■ Records for this exercise:
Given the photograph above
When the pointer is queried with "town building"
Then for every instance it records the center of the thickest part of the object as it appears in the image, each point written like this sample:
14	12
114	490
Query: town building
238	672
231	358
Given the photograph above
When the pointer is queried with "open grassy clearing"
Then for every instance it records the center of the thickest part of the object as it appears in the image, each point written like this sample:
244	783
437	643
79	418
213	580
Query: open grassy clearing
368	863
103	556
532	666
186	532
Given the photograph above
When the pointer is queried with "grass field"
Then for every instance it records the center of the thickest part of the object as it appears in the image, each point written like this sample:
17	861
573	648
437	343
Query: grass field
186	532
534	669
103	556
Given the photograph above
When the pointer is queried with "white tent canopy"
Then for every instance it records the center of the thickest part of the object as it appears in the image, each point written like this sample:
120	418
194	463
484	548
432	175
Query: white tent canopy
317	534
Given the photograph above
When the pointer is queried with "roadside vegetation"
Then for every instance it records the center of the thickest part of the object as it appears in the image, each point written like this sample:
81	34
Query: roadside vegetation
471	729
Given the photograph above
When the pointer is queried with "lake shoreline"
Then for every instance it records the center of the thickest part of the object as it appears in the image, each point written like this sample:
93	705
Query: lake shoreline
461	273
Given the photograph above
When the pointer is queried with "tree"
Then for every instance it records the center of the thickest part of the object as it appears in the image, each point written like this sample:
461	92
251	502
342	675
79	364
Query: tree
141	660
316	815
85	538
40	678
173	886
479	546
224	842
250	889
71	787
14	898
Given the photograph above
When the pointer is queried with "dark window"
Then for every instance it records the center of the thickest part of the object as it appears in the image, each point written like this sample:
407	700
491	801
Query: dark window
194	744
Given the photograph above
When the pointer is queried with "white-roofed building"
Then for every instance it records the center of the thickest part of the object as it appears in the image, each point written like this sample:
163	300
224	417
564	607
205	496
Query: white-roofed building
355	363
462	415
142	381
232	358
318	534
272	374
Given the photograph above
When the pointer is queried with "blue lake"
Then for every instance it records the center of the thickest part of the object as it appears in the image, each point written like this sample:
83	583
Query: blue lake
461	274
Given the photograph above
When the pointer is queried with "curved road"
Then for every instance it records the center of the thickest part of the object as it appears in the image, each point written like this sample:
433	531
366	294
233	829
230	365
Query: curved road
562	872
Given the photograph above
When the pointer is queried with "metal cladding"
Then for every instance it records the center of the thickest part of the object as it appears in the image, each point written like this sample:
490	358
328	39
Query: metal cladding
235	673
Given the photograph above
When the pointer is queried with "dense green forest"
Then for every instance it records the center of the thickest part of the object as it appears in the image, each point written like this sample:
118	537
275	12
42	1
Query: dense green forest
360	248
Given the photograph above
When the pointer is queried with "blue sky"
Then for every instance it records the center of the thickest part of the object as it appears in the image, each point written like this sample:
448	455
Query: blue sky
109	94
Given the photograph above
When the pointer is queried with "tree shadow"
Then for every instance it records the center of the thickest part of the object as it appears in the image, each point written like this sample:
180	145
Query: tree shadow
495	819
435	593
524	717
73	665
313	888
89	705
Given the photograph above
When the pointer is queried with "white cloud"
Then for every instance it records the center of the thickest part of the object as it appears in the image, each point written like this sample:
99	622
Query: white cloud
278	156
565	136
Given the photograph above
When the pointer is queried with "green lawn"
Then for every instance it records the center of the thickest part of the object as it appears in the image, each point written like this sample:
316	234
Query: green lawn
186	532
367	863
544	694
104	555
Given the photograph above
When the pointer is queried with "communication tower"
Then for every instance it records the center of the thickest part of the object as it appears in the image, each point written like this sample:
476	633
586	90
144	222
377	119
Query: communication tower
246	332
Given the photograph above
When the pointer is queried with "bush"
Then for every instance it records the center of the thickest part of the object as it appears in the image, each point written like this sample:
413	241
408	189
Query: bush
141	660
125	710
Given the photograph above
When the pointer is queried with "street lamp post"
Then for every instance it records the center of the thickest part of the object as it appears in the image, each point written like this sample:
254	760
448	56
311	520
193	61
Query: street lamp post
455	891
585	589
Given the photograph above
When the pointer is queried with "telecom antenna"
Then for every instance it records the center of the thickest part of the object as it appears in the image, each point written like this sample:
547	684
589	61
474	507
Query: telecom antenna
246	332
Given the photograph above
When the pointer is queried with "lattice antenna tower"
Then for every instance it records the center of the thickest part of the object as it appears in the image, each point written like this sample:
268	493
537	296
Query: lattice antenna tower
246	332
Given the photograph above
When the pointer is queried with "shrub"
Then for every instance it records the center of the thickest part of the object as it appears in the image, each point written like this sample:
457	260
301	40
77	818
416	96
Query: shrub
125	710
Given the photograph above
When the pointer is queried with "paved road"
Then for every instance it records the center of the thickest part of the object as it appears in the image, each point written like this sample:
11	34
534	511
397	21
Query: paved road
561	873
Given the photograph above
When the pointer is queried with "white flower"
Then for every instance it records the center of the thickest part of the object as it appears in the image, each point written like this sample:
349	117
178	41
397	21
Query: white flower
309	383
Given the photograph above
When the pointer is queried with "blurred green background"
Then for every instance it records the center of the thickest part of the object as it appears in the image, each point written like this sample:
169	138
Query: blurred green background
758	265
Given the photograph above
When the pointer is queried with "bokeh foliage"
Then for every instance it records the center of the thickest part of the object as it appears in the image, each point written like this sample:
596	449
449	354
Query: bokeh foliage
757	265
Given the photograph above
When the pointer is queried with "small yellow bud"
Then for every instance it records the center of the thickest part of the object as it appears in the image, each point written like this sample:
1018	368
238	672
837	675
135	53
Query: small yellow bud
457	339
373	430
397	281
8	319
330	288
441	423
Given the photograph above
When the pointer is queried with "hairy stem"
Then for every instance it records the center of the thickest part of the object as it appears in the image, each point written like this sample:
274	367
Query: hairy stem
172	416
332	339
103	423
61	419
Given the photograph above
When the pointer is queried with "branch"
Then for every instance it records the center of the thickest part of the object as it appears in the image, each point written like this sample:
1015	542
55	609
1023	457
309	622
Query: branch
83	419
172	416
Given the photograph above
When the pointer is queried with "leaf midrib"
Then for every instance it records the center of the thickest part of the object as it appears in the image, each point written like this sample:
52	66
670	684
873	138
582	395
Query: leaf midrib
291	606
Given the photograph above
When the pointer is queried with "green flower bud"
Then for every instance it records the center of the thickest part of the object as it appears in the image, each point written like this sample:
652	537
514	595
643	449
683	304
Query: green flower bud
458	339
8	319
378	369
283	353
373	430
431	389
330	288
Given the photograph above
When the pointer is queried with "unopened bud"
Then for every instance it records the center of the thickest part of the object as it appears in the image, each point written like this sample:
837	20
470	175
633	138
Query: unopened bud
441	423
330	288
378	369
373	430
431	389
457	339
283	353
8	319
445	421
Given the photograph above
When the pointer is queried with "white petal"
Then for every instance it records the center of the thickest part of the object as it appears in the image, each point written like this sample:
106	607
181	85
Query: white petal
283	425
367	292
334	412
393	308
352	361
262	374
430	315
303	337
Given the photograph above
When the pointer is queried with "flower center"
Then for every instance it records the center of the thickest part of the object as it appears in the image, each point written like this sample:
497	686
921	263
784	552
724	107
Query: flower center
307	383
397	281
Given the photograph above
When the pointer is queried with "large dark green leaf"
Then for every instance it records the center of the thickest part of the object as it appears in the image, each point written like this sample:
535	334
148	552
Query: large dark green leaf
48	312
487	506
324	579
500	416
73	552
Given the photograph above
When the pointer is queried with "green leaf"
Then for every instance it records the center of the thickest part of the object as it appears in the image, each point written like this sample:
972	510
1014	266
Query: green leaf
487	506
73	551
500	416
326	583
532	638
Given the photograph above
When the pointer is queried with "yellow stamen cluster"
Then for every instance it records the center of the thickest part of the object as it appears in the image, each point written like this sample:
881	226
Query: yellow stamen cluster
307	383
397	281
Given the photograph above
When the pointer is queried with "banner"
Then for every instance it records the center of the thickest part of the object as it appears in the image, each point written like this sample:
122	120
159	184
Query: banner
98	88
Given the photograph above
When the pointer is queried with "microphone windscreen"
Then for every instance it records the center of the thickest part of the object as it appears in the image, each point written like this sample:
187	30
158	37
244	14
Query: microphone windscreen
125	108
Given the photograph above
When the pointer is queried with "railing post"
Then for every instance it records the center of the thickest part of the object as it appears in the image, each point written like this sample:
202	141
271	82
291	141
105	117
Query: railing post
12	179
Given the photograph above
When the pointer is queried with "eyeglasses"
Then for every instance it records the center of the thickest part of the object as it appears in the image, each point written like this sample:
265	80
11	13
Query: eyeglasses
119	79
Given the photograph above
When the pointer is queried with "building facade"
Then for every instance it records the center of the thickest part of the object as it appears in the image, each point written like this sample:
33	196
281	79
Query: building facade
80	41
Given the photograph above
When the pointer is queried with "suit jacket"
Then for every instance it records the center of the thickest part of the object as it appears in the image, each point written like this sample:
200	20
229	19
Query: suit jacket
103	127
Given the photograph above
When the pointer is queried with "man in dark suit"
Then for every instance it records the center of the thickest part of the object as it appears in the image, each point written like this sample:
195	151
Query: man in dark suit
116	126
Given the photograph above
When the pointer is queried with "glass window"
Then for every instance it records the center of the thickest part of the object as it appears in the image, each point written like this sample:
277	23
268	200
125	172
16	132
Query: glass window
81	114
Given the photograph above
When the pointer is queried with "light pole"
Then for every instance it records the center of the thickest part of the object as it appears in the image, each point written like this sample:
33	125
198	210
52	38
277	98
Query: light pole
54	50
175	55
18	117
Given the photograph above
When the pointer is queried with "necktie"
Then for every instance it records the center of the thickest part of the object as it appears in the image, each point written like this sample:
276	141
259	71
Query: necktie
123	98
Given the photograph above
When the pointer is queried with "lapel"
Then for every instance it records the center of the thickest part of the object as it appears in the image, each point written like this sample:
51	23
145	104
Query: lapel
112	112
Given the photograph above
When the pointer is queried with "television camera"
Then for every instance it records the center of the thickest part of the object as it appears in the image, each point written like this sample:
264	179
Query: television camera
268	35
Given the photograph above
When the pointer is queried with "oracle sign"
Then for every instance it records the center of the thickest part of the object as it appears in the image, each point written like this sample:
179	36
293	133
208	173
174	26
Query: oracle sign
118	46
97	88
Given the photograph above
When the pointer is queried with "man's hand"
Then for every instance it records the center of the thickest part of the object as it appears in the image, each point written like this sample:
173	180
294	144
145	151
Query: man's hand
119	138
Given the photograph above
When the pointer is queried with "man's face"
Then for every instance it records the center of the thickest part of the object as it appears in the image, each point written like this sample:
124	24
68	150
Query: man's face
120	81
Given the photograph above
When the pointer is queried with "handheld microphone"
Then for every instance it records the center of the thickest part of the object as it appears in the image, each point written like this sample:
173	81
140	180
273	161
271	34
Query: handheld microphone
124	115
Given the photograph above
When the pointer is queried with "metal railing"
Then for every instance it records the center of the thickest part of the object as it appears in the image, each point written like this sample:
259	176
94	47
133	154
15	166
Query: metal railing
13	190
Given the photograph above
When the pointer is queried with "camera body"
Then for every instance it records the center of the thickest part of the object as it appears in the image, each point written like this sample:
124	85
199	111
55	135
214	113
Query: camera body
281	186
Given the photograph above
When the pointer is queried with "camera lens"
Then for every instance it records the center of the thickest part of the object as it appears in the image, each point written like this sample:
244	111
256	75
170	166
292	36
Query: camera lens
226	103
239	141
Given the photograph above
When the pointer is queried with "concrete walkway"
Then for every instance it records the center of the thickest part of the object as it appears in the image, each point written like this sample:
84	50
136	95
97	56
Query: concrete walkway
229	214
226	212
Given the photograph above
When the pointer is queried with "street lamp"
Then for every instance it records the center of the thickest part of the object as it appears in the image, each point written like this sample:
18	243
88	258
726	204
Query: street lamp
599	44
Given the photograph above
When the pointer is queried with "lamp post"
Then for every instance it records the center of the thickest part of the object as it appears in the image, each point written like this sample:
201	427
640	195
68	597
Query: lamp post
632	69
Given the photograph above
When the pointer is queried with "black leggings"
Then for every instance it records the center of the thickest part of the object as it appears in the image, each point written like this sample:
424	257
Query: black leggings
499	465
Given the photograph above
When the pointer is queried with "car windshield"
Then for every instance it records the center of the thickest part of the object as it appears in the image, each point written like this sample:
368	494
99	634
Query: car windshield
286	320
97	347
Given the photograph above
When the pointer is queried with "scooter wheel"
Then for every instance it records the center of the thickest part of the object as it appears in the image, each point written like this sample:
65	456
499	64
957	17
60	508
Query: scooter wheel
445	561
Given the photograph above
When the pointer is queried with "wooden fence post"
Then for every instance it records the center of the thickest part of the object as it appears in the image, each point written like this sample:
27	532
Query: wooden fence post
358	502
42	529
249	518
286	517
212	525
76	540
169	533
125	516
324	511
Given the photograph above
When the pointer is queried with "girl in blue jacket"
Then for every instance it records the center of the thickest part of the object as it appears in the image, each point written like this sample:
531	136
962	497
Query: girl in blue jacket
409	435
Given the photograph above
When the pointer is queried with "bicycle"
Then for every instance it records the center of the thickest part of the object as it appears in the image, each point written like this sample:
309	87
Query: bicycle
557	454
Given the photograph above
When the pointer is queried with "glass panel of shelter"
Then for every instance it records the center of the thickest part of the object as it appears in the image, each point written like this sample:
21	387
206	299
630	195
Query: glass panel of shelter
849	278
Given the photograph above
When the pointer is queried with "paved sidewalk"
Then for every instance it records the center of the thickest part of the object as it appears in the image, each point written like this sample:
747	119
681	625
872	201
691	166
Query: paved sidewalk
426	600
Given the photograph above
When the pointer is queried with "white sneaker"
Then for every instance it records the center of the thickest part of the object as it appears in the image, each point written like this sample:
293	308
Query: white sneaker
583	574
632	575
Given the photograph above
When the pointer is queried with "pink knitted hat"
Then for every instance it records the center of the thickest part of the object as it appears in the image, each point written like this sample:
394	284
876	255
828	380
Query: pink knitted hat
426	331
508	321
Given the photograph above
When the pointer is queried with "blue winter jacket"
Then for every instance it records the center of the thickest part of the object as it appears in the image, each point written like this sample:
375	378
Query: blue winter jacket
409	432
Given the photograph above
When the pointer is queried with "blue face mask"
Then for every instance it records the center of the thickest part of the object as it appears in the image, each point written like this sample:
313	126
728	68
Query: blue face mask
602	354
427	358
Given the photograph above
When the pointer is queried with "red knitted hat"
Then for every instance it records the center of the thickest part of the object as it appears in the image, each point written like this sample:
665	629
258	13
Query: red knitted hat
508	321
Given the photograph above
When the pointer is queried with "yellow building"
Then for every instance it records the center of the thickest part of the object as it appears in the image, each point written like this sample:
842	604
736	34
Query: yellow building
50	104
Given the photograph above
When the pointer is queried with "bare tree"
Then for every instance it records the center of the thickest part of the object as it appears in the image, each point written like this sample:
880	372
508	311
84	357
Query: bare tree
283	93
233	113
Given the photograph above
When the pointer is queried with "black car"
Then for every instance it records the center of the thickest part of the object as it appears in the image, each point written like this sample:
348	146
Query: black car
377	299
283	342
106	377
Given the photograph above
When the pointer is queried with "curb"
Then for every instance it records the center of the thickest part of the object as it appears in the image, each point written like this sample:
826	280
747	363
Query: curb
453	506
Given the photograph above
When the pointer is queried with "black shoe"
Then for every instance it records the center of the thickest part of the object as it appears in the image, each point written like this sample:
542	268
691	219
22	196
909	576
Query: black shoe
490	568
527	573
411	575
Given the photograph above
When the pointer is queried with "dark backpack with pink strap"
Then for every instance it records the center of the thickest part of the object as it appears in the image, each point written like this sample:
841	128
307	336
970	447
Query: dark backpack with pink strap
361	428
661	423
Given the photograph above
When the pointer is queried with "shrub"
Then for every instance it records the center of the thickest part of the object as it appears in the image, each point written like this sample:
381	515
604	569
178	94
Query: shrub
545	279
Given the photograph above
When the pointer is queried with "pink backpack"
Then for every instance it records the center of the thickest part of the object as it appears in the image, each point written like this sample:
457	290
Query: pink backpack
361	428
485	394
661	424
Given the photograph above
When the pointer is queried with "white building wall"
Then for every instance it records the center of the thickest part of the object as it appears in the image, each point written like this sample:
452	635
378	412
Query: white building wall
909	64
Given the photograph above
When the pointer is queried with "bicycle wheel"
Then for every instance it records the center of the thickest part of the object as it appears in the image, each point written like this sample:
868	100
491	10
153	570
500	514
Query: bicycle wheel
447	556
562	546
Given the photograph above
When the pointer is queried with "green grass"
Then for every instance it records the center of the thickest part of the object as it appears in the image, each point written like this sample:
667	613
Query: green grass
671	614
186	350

■ Problem description: Count the lines in the records above that contain the string "concrete", matching case exactly. Give only the number.

■ Reply to the task: 2